### What is being asked
Convert the lines below into a JSON list of strings with one string per line, omitting any blank lines.

─── Dataset entries

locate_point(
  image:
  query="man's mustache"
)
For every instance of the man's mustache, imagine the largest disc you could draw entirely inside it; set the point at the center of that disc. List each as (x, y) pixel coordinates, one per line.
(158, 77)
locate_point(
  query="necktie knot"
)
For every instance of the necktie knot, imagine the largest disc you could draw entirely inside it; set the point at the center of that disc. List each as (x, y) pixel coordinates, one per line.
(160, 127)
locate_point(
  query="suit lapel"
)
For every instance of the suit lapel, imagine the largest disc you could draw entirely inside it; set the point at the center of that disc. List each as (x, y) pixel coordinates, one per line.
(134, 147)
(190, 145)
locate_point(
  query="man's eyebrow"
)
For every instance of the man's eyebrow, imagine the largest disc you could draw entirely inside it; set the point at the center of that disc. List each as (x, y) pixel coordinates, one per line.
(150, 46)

──────

### Exercise answer
[
  "locate_point(",
  "  image:",
  "  query=\"man's mustache\"",
  ")",
  "For every instance of the man's mustache, imagine the largest disc you could draw entirely inside it; set the point at the center of that disc. List each as (x, y) pixel coordinates, one per line.",
  "(158, 77)",
  "locate_point(",
  "  query=\"necktie knot\"",
  ")",
  "For every instance of the necktie knot, imagine the largest disc you could draw entirely inside it; set the point at the center of that disc. List each as (x, y) pixel coordinates, one per line.",
  "(160, 127)",
  "locate_point(",
  "  query=\"suit lapel\"",
  ")",
  "For every instance of the suit lapel, imagine the largest disc you could draw entirely inside it; set the point at the center of that disc. List each as (x, y) pixel coordinates, one per line.",
  "(134, 147)",
  "(190, 145)",
  "locate_point(",
  "  query=\"man's eyebrow\"",
  ")",
  "For every instance of the man's eyebrow, imagine the largest disc you could draw entirely inside it; set the point at the center of that disc. List each as (x, y) pixel coordinates, one per line.",
  "(150, 46)"
]